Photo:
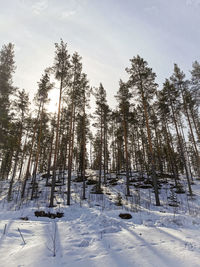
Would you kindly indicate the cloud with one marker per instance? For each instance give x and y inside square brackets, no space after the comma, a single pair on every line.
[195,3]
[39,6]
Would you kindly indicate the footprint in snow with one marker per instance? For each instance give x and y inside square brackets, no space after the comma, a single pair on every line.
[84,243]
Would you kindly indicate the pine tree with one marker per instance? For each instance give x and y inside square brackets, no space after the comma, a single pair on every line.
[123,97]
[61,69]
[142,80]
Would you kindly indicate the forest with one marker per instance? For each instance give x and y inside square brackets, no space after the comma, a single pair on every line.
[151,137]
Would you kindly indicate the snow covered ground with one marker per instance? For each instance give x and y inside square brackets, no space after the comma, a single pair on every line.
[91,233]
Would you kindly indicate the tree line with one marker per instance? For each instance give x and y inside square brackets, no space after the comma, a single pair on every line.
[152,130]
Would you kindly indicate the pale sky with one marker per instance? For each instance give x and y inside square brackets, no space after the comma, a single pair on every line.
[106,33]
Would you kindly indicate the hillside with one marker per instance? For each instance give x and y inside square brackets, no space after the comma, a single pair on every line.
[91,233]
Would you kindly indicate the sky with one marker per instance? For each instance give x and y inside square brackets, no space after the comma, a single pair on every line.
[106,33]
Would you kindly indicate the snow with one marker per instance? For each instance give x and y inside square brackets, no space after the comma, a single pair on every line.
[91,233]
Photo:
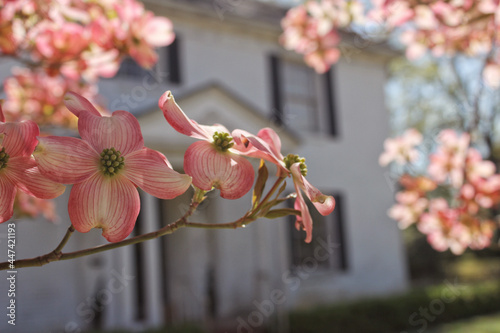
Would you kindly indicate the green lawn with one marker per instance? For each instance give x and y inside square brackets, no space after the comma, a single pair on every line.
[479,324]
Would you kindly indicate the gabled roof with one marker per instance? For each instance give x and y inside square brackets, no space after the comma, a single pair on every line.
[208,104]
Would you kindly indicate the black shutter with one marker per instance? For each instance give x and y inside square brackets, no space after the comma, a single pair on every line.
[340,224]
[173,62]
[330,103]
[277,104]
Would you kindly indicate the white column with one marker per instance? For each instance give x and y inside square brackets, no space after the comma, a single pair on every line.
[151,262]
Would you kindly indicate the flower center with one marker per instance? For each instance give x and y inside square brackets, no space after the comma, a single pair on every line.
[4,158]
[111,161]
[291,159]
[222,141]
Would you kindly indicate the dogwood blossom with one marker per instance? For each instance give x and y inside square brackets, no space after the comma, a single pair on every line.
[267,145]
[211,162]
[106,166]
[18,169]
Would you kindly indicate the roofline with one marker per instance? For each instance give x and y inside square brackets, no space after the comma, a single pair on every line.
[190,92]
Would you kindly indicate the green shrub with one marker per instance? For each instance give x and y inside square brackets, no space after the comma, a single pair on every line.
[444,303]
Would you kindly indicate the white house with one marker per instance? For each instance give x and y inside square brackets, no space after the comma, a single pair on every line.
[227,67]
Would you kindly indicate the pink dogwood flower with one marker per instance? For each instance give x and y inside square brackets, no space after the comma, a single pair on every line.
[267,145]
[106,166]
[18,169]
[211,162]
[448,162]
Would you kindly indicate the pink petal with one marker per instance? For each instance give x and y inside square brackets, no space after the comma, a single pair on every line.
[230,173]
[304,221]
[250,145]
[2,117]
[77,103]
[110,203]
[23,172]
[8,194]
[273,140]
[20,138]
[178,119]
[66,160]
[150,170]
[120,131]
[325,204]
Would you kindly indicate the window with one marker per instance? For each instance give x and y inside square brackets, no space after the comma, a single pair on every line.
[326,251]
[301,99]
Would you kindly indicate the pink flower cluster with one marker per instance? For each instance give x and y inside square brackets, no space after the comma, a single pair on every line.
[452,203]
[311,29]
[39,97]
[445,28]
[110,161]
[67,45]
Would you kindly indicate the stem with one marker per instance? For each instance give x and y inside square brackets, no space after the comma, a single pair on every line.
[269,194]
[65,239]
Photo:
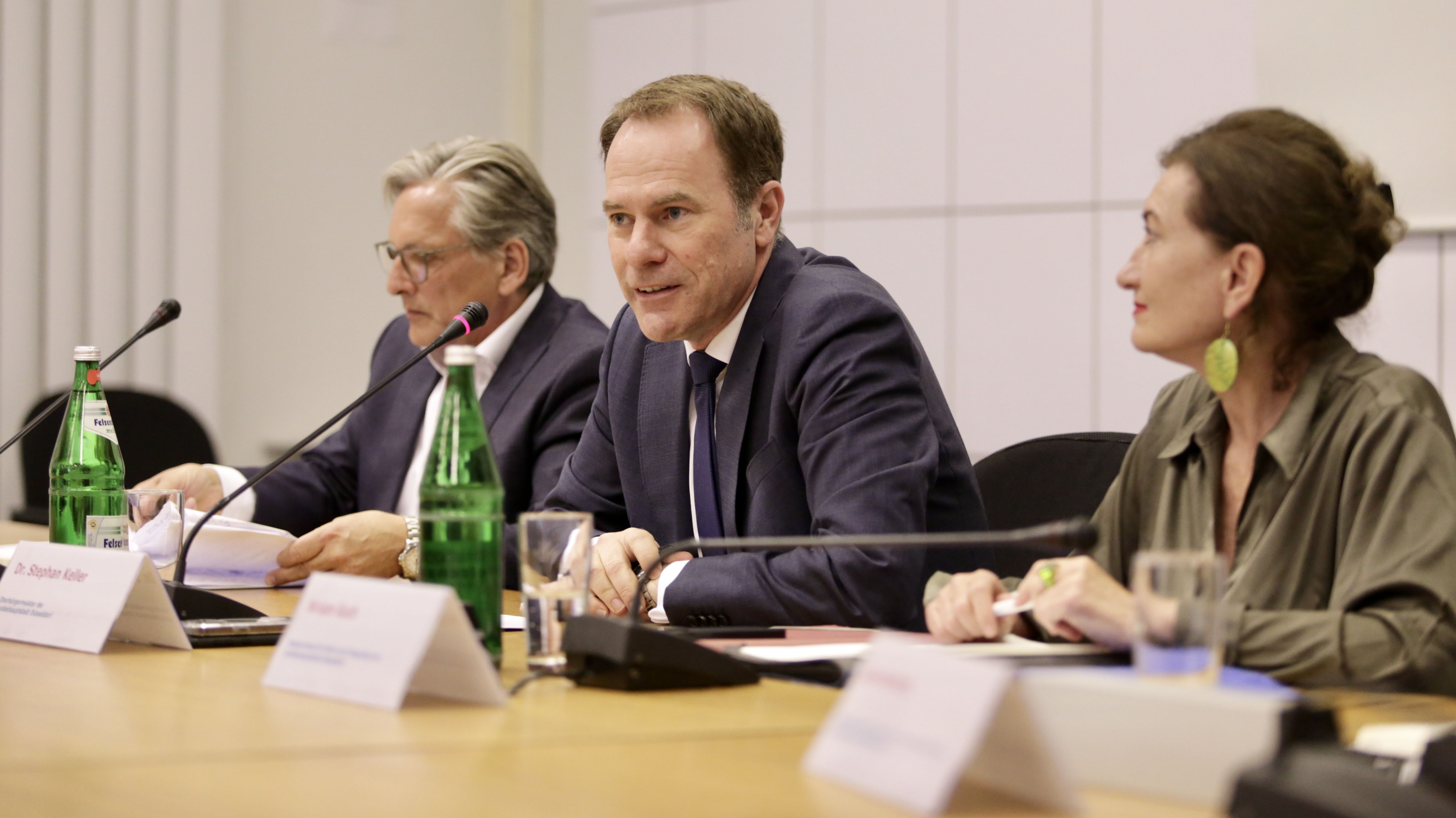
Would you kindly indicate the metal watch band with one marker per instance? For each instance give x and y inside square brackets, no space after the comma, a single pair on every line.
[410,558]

* _Work to do_
Reproduce the records verbatim, omitting all images they contain.

* _Completed task_
Photo:
Would you kindly indicate the cloud with one marker per instance? For each instance give x and y inside square brackets, no space after the comma, a single pair on every line.
[195,3]
[39,6]
Would you kindly indicate the footprint in snow with one marker per instance? For each instance give x and y inside square brackets, no space after the comma, a single pair on every line.
[84,243]
Would you kindly indicate the pine tree with one marker per instance? For each instance give x and y inside square brackets, no space after the comma, a single pair on every line.
[123,97]
[61,69]
[142,80]
Would you kindly indicate the forest with one marker per instance? For each instance give x and y inside square brackets, no space after the comma, a single pair on every line.
[151,137]
Would you kindly indicate the snow covered ground with one marker per instance? For each instance give x and y inside square brackets, no space after the comma, a single pair on every line.
[91,233]
Would you kindly indicate the tree line with one marker per instance? For each instance give x and y inside square brackets, no space after the comma, a single pair on every line.
[152,130]
Would you kindly indicate the pale sky with one marker per instance? For each instance give x and y inside square brackets, no space after the comma, a single pair on every line.
[106,33]
Would you kindly indicate the hillside with one marker per instance? For each instance give x and y inside square brackets, no space after the comma, a single pair on every line.
[91,233]
Would you kindly indicate the sky with one marker per instance? For each instance give x and y inside square brackets, no space after the comma, a single pair on every line.
[106,33]
Would you kindly indicate the snow with one marker per instance? For each instance give x and y inside square brackets, no space after the comma, a single pair on every line.
[91,233]
Photo:
Would you kindly indicate the green lawn with one marker per instance? For each instance give x and y inside square brackets, no space after the comma, a single pair on every line.
[479,324]
Would you kindly indicate the gabled roof with one marker per instance? For each instance give x and y inside square brackets, no space after the comma, a single pair on every line.
[208,104]
Would you kindly indicate the black shutter with one marker per instance? For each instance give x and y inside square brackets, no space after the comma, a single pair on every line.
[340,224]
[173,62]
[330,103]
[277,104]
Would you kindly indicate the white column with one marker per instance? For each instance give x and y inside square brackets, no space after the comma, a single pair on every line.
[151,262]
Would you kindly indicate the flower center with one marker per instance? For each instance give x and y inside square brackets, no space after the comma, a single pair on every line.
[4,158]
[111,161]
[291,159]
[222,141]
Would you kindly indicate the dogwood blossom with one marker per instance? For each instance give x and y inside square brackets, no space after the comma, a single pair on every line.
[267,145]
[211,162]
[106,166]
[18,169]
Would you kindly indicate the roofline with one marker per instance? For each instance give x and y inside square brackets, no space after the comma, a single pair on every line.
[190,92]
Would you kindly indicate the green shrub with one marker per instance? For each instance give x and y inside square brackets, no space after the comma, a single pair on every line.
[444,303]
Would you kindly indicate the white house with one marker per instance? For each instance give x and y inside square brackets, no space after the comma, a single pair on every line.
[227,67]
Would you kindly indicate the pink dogwood flower with one marker per instance? For each instance give x and y inside square brackets, no space after the comma, a single pair on every line.
[267,145]
[106,166]
[18,169]
[211,162]
[448,162]
Would you kindly indicate the pink petal with one marker per instance? For each instance give x and y inside square brackets, no space after the comma, a single pair on every line.
[230,173]
[304,221]
[250,145]
[2,117]
[77,103]
[110,203]
[23,172]
[8,194]
[273,140]
[20,138]
[178,119]
[66,160]
[150,170]
[120,131]
[325,204]
Would you kindly indicate the window with one marker per instance? For each instance give x and y inside square brackets, no space after the comma, a single pair on every line.
[326,251]
[301,99]
Would you kindly indicate the pink flower cluster with one marker per instance? For each instance give x and y inside square brackets, no space after the comma, a single pair on every line.
[452,203]
[311,29]
[39,97]
[445,28]
[110,161]
[67,45]
Would you kindly indicate the stem with one marker per instance? For each instance give x and y inside square brackets, no space after the comma, a single pair on every line.
[269,194]
[65,239]
Photo:
Would you kindly indicate the metal watch band with one marker per instance? For each instance give x and y inside square brackets, no space after the comma, a single pair on every line.
[410,558]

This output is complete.